Task instructions – Copy every line from the one containing "Locate every instance of the hamsa" through the end of the listing, inclusive, leaving the requests unchanged. In the answers, multiply each pin coordinate by 1.6 and round it to a whole number, with halves rounded up.

Material for this task –
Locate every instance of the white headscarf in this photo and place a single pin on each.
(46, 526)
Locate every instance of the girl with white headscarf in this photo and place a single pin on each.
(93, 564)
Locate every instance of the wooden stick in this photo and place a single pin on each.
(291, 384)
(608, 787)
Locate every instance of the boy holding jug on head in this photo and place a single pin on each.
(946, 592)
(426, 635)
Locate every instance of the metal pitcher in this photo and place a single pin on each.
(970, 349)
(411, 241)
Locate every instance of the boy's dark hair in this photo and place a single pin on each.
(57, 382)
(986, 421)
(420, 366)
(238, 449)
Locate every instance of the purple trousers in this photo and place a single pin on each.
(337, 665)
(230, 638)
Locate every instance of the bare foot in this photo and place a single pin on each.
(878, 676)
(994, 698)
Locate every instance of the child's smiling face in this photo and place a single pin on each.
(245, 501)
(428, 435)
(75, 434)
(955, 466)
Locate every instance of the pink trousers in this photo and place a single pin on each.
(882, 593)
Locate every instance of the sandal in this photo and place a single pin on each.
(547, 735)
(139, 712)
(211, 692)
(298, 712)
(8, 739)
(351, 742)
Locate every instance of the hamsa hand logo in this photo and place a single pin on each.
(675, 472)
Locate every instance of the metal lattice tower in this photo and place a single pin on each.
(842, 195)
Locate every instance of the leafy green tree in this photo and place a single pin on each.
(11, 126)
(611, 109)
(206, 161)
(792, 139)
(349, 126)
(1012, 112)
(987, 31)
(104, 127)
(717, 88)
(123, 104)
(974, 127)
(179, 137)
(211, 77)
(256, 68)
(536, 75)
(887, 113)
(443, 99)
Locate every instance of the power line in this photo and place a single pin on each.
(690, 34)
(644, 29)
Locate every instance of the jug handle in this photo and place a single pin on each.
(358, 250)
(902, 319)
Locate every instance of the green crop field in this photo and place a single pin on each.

Solution below –
Locate every instance of the hamsa hand logo in this photo and place a single pin on each.
(1080, 755)
Locate every instance of the metal lattice tower in this photo and place a single pin on each.
(1347, 312)
Locate every instance of the leafy green tree in this photo and place a single pin on each.
(18, 202)
(978, 174)
(330, 258)
(1267, 222)
(558, 202)
(1619, 179)
(1579, 50)
(166, 203)
(1147, 141)
(197, 166)
(1558, 203)
(286, 219)
(338, 123)
(410, 109)
(858, 120)
(1419, 181)
(709, 158)
Locate every instance of the power line in this photo and place a single pin on each.
(1104, 54)
(1030, 46)
Locate every instance of the jug handle in this photo and place a single pin on each.
(573, 400)
(1443, 510)
Locate every instance of the green crop field in this photo and place a single pin on each.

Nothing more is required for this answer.